**What the task asks**
Nothing but a number should be given: how many lines in the listing contain the word "every".

**Stored data**
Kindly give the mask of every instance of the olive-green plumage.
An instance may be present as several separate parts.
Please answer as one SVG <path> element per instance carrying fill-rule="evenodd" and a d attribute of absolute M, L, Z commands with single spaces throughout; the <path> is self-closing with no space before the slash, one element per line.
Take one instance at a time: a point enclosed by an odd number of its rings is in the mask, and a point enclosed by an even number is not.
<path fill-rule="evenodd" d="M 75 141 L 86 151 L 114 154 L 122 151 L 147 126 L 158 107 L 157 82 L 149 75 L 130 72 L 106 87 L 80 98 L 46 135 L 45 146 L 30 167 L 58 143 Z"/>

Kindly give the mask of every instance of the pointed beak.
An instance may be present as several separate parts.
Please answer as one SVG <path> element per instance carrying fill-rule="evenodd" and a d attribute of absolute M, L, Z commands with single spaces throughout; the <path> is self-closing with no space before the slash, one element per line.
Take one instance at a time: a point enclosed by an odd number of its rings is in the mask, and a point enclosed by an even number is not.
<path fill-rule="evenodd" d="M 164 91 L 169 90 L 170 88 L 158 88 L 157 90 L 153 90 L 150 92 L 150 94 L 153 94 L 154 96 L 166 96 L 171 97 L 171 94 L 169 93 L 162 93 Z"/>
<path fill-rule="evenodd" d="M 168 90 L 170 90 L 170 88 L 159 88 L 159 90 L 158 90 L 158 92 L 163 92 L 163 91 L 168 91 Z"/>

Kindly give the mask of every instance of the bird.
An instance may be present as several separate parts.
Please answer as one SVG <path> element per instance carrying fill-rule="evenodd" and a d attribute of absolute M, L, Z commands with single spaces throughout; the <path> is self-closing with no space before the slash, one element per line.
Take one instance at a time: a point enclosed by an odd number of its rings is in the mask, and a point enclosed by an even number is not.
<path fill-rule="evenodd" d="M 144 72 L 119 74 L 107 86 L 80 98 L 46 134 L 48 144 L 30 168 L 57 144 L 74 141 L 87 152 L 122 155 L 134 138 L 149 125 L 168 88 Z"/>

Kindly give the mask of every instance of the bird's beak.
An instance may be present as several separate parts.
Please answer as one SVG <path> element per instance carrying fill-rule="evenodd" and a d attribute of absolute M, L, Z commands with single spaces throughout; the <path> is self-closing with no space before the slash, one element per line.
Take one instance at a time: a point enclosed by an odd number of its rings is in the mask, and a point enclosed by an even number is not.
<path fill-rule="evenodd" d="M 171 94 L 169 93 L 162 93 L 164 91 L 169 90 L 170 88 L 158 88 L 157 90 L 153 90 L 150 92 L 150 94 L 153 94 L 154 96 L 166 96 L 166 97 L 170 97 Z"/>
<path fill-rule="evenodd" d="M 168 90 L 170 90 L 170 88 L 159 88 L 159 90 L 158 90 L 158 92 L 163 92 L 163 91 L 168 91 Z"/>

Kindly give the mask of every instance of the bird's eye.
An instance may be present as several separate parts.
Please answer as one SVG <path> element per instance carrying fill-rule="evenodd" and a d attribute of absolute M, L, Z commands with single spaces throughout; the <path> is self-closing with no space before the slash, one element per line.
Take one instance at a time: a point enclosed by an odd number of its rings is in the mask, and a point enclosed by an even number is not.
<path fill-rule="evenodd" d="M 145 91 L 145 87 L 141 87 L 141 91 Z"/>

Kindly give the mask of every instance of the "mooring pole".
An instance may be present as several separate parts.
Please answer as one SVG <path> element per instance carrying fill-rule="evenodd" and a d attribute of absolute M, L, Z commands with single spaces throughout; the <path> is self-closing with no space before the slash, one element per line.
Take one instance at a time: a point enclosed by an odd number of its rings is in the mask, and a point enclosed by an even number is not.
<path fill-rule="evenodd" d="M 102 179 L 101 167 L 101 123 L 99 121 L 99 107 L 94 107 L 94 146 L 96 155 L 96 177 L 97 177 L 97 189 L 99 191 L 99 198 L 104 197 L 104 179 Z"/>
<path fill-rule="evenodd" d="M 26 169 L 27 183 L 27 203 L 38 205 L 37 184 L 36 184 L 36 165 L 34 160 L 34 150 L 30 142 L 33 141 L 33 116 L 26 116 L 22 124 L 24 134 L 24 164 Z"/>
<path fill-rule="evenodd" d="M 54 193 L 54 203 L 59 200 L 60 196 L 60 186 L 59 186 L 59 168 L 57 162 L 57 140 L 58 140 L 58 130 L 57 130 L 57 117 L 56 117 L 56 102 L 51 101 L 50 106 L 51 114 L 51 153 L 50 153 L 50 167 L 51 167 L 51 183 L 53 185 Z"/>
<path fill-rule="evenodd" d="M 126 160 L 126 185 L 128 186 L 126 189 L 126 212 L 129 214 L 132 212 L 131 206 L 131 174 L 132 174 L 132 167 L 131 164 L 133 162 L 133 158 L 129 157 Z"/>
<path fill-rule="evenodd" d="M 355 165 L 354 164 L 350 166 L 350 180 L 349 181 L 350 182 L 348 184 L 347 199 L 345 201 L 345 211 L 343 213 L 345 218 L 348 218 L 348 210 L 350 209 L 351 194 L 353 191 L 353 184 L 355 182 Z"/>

**Output**
6